CHALLENGE: Your task is to repeat all of the material exactly.

[Excerpts of location labeling data]

──────

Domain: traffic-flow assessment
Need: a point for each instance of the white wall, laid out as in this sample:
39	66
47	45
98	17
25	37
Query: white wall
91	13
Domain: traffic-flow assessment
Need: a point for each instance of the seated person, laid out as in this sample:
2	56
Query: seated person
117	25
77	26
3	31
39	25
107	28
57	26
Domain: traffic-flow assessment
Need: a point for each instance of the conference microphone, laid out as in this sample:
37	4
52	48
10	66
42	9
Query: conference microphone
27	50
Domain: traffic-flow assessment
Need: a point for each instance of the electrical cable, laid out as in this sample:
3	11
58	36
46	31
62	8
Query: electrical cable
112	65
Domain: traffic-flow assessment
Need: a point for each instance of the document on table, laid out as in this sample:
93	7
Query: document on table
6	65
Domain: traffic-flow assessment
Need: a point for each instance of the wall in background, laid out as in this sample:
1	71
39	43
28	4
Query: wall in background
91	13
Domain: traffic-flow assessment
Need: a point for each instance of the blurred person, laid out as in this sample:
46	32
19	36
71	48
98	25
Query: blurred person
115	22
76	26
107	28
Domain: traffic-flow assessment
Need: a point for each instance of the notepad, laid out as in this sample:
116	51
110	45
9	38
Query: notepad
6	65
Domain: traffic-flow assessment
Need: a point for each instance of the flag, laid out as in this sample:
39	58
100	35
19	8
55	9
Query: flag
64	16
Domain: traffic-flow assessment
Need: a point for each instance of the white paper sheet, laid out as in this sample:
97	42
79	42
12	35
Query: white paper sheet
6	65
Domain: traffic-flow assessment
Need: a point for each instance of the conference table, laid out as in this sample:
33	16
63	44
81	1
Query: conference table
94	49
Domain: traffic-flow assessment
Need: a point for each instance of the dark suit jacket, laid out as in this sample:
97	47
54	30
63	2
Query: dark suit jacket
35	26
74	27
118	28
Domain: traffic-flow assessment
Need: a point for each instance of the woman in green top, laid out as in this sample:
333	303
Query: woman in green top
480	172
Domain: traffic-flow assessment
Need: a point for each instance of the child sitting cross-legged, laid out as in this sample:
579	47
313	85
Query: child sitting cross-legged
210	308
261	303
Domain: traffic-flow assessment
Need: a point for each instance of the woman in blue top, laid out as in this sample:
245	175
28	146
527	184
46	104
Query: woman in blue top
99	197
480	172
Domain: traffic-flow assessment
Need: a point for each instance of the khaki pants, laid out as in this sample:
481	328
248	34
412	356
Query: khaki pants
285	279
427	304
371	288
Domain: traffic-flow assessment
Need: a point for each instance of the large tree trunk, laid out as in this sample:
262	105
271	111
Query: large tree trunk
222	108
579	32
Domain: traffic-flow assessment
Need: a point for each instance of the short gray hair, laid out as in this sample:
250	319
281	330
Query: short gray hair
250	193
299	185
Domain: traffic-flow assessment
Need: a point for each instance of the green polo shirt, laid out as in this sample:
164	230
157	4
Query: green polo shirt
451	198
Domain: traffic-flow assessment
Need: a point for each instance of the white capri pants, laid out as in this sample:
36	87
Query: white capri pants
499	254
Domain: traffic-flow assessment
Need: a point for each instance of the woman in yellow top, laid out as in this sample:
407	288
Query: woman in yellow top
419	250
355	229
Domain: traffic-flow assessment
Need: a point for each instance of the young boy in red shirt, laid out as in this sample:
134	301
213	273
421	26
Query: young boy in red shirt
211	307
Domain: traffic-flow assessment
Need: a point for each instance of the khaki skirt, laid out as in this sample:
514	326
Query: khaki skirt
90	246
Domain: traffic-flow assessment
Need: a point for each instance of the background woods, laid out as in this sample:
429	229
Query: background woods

──────

SOLUTION TO THE PROBLEM:
Domain: traffic-flow assessment
Need: a point for each instance of the white wall, laid out as in this sample:
39	66
47	45
98	17
25	37
Query: white wall
91	13
Domain: traffic-flow assessment
Need: a point for each instance of the seated person, laid out as in this sample:
2	56
Query: seated person
117	25
77	26
3	31
39	25
107	28
57	26
Domain: traffic-flow assessment
Need: a point for each instance of the conference microphone, laid out as in this sample:
37	4
52	48
10	66
42	9
Query: conference microphone
27	50
Domain: traffic-flow assessment
Need: a point for each instance of the electrical cable, laid out as in this sample:
3	11
58	36
46	31
62	8
Query: electrical cable
112	65
Domain: traffic-flow assessment
Need: a point for each instance of the document on table, laid out as in this sample:
93	7
Query: document on table
6	65
Domain: traffic-flow assessment
Need: a point for each instance of the wall in background, laid out as in this sample:
1	71
39	43
28	4
Query: wall in background
91	13
Domain: traffic-flow assessment
Need: a point for each instance of the blurred person, laid out as in this sample:
46	32
19	36
71	48
98	25
Query: blurred person
115	22
76	26
107	28
Domain: traffic-flow assessment
Need: a point for each instance of the notepad, laid out as in this sample:
116	51
110	45
9	38
Query: notepad
6	65
Domain: traffic-flow assessment
Need: a point for each instance of the flag, laid out as in this sample:
39	58
100	35
19	8
55	9
Query: flag
64	16
Domain: traffic-flow assessment
Need: a point for each instance of the white paper sheet, laid out as in this sample:
97	42
79	42
12	35
Query: white paper sheet
6	65
Domain: traffic-flow assessment
Need: a point for each instance of the conference table, laid out as in this sample:
33	16
63	44
81	1
Query: conference table
94	49
Domain: traffic-flow assessment
Need: a point for each instance of the dark suit jacket, laid out as in this sample:
97	47
54	30
63	2
Query: dark suit jacket
35	26
74	27
118	28
Domain: traffic-flow assessment
Need: a point for each instance of the woman in green top, laid out as in this sample:
333	303
Query: woman in green top
480	172
Domain: traffic-flow assessment
Need: a point for each instance of the child sitting cross-legged, laid out as in this sample:
579	47
313	85
Query: child sitting cross-legged
210	308
261	303
Domain: traffic-flow assessment
Need: a point for each instance of the woman in blue top, laid out as in this sample:
245	175
28	146
527	184
46	104
Query: woman in blue top
99	197
480	172
Domain: traffic-flow assessment
Need: a point for each instance of the khaki pants, laid out as in this sample:
481	328
248	34
412	356
Query: khaki pants
285	279
427	304
371	288
Domain: traffic-flow assessment
Need: a point for each instance of the large tree trunk, laid out as in this sample:
262	105
271	111
Query: large tree trunk
222	108
579	32
Domain: traffic-flow assessment
Need: a point for each instance of the short gray hair, laid out as in this sample:
250	319
281	330
Query: short gray hair
250	193
299	185
Domain: traffic-flow assessment
Need: a point for each instance of the green polo shirt, laid out as in this sample:
164	230
157	4
Query: green polo shirt
451	198
Domain: traffic-flow assessment
Need: a point for each instance of the white capri pants, laid out as in this sample:
36	87
Query: white capri pants
499	254
Domain: traffic-flow assessment
Need: a point for each instance of the woman in yellow top, laid out as in this sample:
407	288
Query: woman in yellow top
419	250
355	229
Domain: traffic-flow assessment
Need: a point for each instance of the young boy in red shirt, laid out as in this sample:
134	301
213	273
421	26
Query: young boy in red shirt
211	307
Domain: traffic-flow assessment
Need: a point for each instance of the khaki skirt, laid out as in this sample:
514	326
Query: khaki skirt
90	246
Domain: traffic-flow assessment
Need: a point for each instance of the background woods, laid out as in this sample:
429	229
Query: background woods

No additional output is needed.